[Natural language region descriptions]
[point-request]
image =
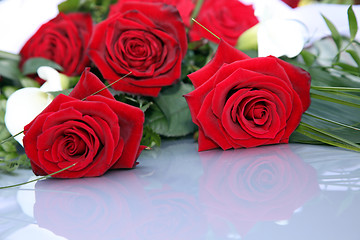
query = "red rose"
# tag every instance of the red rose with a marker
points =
(185, 7)
(226, 19)
(292, 3)
(147, 39)
(98, 133)
(243, 187)
(245, 102)
(63, 40)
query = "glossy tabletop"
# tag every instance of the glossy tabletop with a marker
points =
(288, 191)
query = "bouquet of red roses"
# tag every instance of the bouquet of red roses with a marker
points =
(169, 76)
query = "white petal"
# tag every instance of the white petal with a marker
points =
(267, 9)
(22, 107)
(280, 37)
(52, 77)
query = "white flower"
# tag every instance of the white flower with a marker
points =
(26, 103)
(278, 33)
(281, 37)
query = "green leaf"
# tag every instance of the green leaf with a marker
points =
(32, 64)
(354, 56)
(170, 115)
(336, 89)
(352, 23)
(332, 98)
(69, 6)
(9, 56)
(150, 138)
(64, 92)
(334, 32)
(327, 137)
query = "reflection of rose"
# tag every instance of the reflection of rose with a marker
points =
(172, 215)
(147, 39)
(185, 7)
(63, 40)
(95, 208)
(97, 133)
(117, 206)
(252, 185)
(226, 19)
(246, 102)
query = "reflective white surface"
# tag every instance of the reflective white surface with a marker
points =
(275, 192)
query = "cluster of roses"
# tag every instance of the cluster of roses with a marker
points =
(237, 101)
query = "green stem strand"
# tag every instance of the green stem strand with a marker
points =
(108, 86)
(40, 178)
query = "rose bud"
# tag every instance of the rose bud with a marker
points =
(240, 101)
(97, 133)
(147, 39)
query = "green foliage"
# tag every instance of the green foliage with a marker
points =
(170, 116)
(97, 8)
(150, 138)
(334, 114)
(352, 23)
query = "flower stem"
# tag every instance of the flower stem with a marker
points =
(108, 86)
(40, 178)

• ASSIGNMENT: When you copy the data, keep every line exact and leave out each picture.

• RESULT OF THIS EXERCISE:
[point-request]
image =
query = "red rose"
# tag every instance of the red rose with a marker
points =
(185, 7)
(226, 19)
(292, 3)
(147, 39)
(98, 133)
(243, 187)
(245, 102)
(63, 40)
query = "glossy tabletop"
# tag every instance of the glossy tabletop with a marker
points =
(288, 191)
query = "bouquet of red roses"
# tag every instance of the bouquet of red roses with a marker
points =
(169, 76)
query = "white petal"
# tag every instance of the white petal with a marker
points =
(267, 9)
(22, 107)
(280, 37)
(52, 77)
query = "white flower"
# tag every instance of the white flower with a marker
points =
(26, 103)
(278, 33)
(281, 37)
query = "green leaf"
# tag every instance of the green leaf with a marker
points =
(32, 64)
(354, 56)
(170, 115)
(336, 89)
(352, 23)
(332, 98)
(69, 6)
(9, 56)
(150, 138)
(64, 92)
(334, 32)
(327, 137)
query = "reflection of rose"
# tag every instance of the reflection of rose with a marker
points =
(172, 215)
(147, 39)
(185, 7)
(63, 40)
(95, 208)
(97, 133)
(117, 206)
(252, 185)
(226, 19)
(246, 102)
query = "reflective white surface"
# tag every instance of the reflective white surface with a marker
points =
(275, 192)
query = "cluster of roses"
# tag every instance of the cluster of roses with a marker
points =
(237, 101)
query = "green stem strand"
# tag every instance of the green stem strand with a marker
points =
(108, 86)
(40, 178)
query = "rose bud"
# tag every instance of the rose bud with a marker
points =
(240, 101)
(97, 133)
(147, 39)
query = "green foliage"
# tag every instance of the green foliage with a marker
points =
(170, 116)
(97, 8)
(150, 138)
(334, 114)
(352, 23)
query = "flower stem"
# tag every instance of the flower stem with a marker
points =
(108, 86)
(40, 178)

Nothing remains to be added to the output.